Supplied data:
START

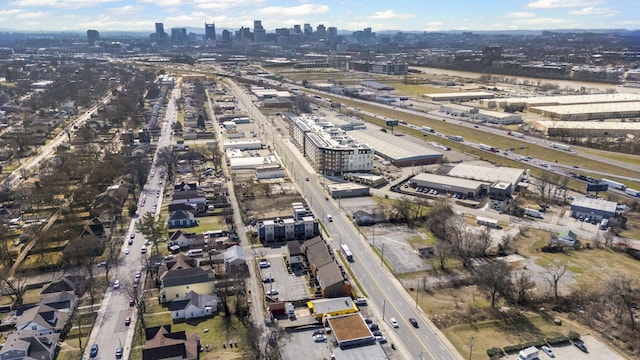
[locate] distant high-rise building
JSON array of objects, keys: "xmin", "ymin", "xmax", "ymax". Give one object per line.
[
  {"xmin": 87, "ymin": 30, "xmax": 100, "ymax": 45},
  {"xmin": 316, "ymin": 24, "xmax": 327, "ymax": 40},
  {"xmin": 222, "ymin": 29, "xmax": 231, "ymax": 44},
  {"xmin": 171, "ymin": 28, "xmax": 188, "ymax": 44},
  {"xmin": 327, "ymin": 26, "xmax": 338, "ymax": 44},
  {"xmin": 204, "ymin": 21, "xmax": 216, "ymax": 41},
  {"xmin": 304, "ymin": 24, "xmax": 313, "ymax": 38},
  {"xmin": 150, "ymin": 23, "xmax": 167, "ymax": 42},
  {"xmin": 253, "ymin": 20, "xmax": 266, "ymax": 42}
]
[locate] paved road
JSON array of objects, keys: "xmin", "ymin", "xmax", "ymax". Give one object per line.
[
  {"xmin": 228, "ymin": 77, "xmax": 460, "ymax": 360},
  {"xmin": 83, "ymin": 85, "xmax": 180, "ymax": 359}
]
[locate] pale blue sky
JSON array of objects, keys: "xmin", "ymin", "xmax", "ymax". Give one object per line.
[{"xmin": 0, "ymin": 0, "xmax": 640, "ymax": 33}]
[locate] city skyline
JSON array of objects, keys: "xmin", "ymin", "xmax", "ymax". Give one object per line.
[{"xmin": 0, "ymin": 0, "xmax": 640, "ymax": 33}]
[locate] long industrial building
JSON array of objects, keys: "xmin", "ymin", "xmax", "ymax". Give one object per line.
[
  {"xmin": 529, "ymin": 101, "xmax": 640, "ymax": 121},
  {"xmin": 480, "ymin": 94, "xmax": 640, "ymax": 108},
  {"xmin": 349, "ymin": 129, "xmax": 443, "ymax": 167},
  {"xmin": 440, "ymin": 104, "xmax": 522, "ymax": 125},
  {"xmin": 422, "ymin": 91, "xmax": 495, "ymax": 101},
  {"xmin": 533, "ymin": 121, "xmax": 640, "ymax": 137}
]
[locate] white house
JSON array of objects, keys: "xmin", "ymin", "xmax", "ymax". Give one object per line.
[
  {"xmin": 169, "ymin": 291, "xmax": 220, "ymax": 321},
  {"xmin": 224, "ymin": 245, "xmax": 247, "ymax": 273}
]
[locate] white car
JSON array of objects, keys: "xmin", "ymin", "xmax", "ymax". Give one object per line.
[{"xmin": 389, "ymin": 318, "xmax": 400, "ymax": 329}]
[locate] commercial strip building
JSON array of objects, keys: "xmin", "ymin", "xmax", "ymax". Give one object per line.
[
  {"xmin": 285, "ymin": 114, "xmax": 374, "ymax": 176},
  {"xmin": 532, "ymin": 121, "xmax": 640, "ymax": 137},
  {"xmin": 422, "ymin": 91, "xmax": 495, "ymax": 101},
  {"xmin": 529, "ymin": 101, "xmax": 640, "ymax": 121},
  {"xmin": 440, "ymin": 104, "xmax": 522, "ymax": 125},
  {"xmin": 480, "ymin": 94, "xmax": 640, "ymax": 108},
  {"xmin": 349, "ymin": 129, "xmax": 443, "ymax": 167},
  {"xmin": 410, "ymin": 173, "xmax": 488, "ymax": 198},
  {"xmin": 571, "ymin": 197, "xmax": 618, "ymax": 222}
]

END

The problem:
Reproduce all of the records above line for line, without alteration, and omit the pictures from your copy.

Written reply:
[locate] distant high-rise building
JSON array of objects, keys: "xmin", "ymin", "xmax", "ymax". Give one object per line.
[
  {"xmin": 87, "ymin": 30, "xmax": 100, "ymax": 45},
  {"xmin": 316, "ymin": 24, "xmax": 327, "ymax": 40},
  {"xmin": 222, "ymin": 29, "xmax": 231, "ymax": 44},
  {"xmin": 171, "ymin": 28, "xmax": 188, "ymax": 44},
  {"xmin": 327, "ymin": 26, "xmax": 338, "ymax": 44},
  {"xmin": 204, "ymin": 21, "xmax": 216, "ymax": 41},
  {"xmin": 304, "ymin": 24, "xmax": 313, "ymax": 38},
  {"xmin": 150, "ymin": 23, "xmax": 167, "ymax": 42},
  {"xmin": 253, "ymin": 20, "xmax": 266, "ymax": 42}
]
[locate] paved road
JSON array of objects, keys: "xmin", "ymin", "xmax", "ymax". Give one object per line.
[
  {"xmin": 228, "ymin": 77, "xmax": 460, "ymax": 360},
  {"xmin": 83, "ymin": 85, "xmax": 180, "ymax": 359}
]
[locate] pale blue sky
JSON array of objects, keys: "xmin", "ymin", "xmax", "ymax". Give one object per line.
[{"xmin": 0, "ymin": 0, "xmax": 640, "ymax": 33}]
[locate] city skyline
JSON array of objects, keys: "xmin", "ymin", "xmax", "ymax". Give one object per line.
[{"xmin": 0, "ymin": 0, "xmax": 640, "ymax": 33}]
[locate] long industrial building
JSON array of objects, keys: "xmin", "ymin", "xmax", "ymax". Give one object per line.
[
  {"xmin": 529, "ymin": 101, "xmax": 640, "ymax": 121},
  {"xmin": 480, "ymin": 94, "xmax": 640, "ymax": 108},
  {"xmin": 349, "ymin": 129, "xmax": 443, "ymax": 167},
  {"xmin": 440, "ymin": 104, "xmax": 522, "ymax": 125},
  {"xmin": 422, "ymin": 91, "xmax": 495, "ymax": 101},
  {"xmin": 533, "ymin": 121, "xmax": 640, "ymax": 137}
]
[locate] white house
JSON array of objects, keys: "xmin", "ymin", "xmax", "ymax". Give one object per line.
[
  {"xmin": 169, "ymin": 291, "xmax": 220, "ymax": 321},
  {"xmin": 224, "ymin": 245, "xmax": 247, "ymax": 273}
]
[locate] white car
JSON array of objects, keys: "xmin", "ymin", "xmax", "ymax". Give one object per line.
[{"xmin": 389, "ymin": 318, "xmax": 400, "ymax": 329}]
[locate] commercial strip building
JSON array of objects, keys: "xmin", "ymin", "xmax", "ymax". Give one object per line.
[
  {"xmin": 285, "ymin": 114, "xmax": 374, "ymax": 176},
  {"xmin": 532, "ymin": 121, "xmax": 640, "ymax": 137},
  {"xmin": 422, "ymin": 91, "xmax": 495, "ymax": 101},
  {"xmin": 529, "ymin": 101, "xmax": 640, "ymax": 121},
  {"xmin": 440, "ymin": 104, "xmax": 522, "ymax": 125},
  {"xmin": 480, "ymin": 94, "xmax": 640, "ymax": 108},
  {"xmin": 349, "ymin": 129, "xmax": 443, "ymax": 167},
  {"xmin": 410, "ymin": 173, "xmax": 488, "ymax": 198},
  {"xmin": 571, "ymin": 197, "xmax": 618, "ymax": 222}
]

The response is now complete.